## What you need to do:
Please begin with the line containing "Target: blue sky" and reproduce each line exactly until the records below end, without any pictures.

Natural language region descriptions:

┏━━

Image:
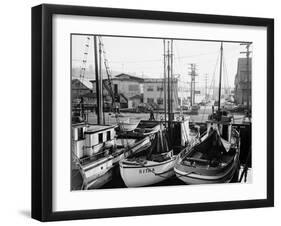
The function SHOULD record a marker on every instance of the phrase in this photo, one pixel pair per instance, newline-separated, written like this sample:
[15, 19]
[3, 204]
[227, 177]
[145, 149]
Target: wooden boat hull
[100, 181]
[144, 174]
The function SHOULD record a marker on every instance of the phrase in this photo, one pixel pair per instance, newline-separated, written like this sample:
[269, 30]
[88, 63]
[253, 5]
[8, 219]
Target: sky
[143, 57]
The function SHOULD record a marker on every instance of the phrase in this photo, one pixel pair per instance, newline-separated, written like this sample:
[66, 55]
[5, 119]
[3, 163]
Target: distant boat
[96, 151]
[151, 166]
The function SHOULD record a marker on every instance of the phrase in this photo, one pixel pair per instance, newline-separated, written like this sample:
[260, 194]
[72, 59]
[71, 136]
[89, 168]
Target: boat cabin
[223, 128]
[88, 140]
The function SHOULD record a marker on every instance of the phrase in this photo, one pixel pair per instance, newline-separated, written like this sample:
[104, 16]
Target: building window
[160, 101]
[100, 138]
[150, 100]
[150, 89]
[108, 135]
[159, 88]
[133, 87]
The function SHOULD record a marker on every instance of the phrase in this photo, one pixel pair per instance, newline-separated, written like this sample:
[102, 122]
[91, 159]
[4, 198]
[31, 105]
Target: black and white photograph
[148, 112]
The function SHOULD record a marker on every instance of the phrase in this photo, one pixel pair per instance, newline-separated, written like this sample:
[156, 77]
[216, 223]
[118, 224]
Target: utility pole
[172, 83]
[206, 87]
[192, 74]
[248, 91]
[169, 89]
[221, 56]
[98, 83]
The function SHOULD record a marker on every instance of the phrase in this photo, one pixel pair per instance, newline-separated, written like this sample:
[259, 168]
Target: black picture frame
[42, 111]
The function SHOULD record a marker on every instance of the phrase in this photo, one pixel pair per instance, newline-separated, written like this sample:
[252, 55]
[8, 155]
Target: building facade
[78, 89]
[243, 82]
[153, 92]
[124, 85]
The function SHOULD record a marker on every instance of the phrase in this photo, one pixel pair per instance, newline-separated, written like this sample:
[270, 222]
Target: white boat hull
[193, 178]
[148, 173]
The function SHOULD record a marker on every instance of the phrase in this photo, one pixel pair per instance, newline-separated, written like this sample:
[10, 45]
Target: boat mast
[172, 83]
[221, 56]
[98, 84]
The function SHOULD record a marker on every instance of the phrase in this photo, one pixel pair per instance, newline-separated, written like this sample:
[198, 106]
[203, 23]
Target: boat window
[80, 133]
[100, 138]
[108, 135]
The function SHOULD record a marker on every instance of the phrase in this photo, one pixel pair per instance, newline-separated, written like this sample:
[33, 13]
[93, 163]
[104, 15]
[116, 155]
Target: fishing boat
[153, 164]
[96, 151]
[215, 158]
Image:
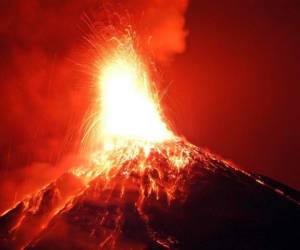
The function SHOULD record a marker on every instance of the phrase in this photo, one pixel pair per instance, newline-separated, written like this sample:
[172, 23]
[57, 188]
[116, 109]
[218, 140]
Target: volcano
[206, 204]
[143, 187]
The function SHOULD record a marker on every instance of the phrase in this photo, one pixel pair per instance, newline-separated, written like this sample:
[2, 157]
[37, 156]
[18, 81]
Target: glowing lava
[129, 106]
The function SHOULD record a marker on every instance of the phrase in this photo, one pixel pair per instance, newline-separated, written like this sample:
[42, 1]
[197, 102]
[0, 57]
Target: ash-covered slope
[206, 204]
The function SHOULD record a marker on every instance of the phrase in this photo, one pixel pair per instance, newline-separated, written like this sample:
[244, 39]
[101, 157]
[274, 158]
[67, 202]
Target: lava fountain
[143, 187]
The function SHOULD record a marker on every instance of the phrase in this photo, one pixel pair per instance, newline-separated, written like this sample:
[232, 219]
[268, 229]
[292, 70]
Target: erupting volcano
[144, 187]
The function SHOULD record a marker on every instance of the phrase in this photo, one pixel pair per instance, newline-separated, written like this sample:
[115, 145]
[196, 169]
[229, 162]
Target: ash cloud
[43, 93]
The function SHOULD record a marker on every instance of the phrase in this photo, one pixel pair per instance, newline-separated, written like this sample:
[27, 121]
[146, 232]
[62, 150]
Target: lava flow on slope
[146, 188]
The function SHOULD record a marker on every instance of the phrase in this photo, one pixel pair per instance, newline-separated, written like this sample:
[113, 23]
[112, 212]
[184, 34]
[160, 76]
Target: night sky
[237, 86]
[234, 90]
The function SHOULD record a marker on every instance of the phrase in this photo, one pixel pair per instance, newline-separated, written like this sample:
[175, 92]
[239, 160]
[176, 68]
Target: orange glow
[129, 106]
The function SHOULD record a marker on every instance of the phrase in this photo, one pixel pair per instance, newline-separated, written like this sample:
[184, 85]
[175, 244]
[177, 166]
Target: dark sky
[236, 89]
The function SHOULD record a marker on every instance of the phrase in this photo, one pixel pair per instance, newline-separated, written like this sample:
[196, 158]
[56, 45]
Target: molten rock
[174, 196]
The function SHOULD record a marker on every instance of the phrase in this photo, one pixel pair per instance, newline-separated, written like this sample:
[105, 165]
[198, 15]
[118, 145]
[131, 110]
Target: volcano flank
[146, 202]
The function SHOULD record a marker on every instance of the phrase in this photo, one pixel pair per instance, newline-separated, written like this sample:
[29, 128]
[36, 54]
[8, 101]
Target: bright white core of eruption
[129, 108]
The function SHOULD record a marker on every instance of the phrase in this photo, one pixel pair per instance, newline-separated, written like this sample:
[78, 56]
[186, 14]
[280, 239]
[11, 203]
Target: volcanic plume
[142, 186]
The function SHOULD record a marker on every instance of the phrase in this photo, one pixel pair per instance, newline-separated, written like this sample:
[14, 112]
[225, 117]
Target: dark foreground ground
[214, 206]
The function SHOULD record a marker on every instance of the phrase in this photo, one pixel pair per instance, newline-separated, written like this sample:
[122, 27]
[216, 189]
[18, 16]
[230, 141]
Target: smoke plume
[44, 94]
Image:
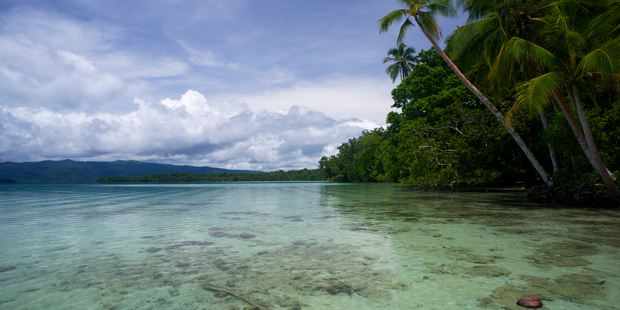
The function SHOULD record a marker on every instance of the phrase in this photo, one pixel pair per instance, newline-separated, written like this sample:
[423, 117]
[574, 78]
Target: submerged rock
[337, 288]
[7, 268]
[190, 243]
[220, 294]
[529, 301]
[218, 234]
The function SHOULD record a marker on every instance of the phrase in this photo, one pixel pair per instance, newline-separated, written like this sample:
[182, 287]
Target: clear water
[299, 246]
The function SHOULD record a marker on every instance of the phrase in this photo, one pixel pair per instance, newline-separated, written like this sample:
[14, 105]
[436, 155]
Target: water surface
[299, 246]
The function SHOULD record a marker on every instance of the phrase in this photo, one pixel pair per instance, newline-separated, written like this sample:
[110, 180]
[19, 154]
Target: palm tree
[482, 42]
[423, 13]
[574, 50]
[402, 56]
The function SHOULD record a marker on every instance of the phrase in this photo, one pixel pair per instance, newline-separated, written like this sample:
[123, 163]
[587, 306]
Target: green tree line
[444, 134]
[280, 175]
[533, 55]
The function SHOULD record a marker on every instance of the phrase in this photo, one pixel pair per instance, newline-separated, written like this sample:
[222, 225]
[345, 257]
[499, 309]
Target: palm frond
[404, 29]
[394, 17]
[534, 95]
[604, 60]
[525, 51]
[443, 8]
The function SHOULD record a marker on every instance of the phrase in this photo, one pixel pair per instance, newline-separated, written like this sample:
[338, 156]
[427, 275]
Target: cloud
[63, 64]
[337, 96]
[190, 130]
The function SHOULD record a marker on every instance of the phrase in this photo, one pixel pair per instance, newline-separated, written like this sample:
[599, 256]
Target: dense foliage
[280, 175]
[443, 134]
[68, 171]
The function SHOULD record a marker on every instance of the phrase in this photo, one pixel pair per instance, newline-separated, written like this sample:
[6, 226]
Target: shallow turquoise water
[299, 246]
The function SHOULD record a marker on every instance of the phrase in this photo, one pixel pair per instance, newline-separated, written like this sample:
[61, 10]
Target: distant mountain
[68, 171]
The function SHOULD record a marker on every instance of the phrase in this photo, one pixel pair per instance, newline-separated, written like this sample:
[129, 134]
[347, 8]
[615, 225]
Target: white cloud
[190, 130]
[339, 97]
[48, 60]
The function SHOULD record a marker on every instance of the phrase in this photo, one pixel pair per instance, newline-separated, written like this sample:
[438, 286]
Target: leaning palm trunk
[539, 168]
[552, 154]
[585, 138]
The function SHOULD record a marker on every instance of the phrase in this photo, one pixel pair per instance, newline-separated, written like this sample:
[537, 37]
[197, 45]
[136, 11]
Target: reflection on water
[299, 246]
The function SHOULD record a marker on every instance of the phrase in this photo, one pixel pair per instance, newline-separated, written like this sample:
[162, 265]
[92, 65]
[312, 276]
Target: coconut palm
[403, 57]
[422, 13]
[574, 50]
[482, 42]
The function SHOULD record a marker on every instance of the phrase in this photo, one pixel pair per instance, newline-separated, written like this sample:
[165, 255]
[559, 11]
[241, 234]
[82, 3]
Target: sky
[235, 84]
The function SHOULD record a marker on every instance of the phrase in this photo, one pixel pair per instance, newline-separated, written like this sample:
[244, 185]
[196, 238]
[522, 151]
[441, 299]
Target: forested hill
[68, 171]
[280, 175]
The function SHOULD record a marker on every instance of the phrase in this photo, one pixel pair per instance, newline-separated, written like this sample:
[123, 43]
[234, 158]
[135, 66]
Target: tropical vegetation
[552, 67]
[402, 58]
[280, 175]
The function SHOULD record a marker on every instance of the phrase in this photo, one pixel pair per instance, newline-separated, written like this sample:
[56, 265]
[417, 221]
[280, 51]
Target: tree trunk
[539, 168]
[554, 157]
[595, 157]
[589, 148]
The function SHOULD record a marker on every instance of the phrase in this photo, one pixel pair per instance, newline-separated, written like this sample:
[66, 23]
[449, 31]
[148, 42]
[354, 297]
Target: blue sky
[237, 84]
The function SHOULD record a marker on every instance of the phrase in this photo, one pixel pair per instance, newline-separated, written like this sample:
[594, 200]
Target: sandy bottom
[356, 247]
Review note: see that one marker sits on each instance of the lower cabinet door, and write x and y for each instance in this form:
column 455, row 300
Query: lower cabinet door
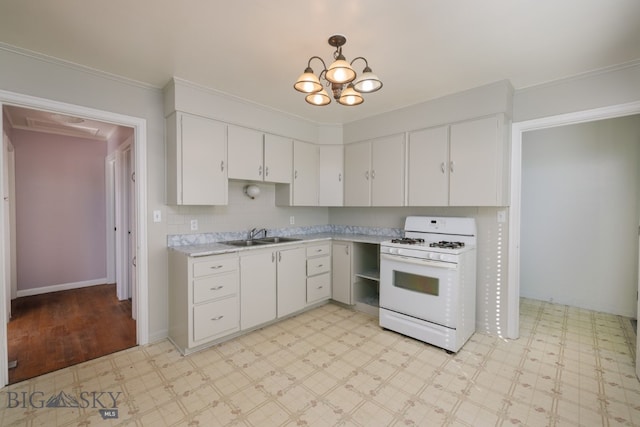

┗━━

## Worked solution:
Target: blue sky
[237, 84]
The function SHOULD record a marker on every instance of the phrase in this photo, one pixel pair per instance, newline-separated, written like this sample:
[594, 200]
Target: sandy bottom
[356, 247]
Review note: see that one marker sits on each instance of the lower cabinet door, and write x and y for each instance in this form:
column 455, row 300
Query: lower cabinet door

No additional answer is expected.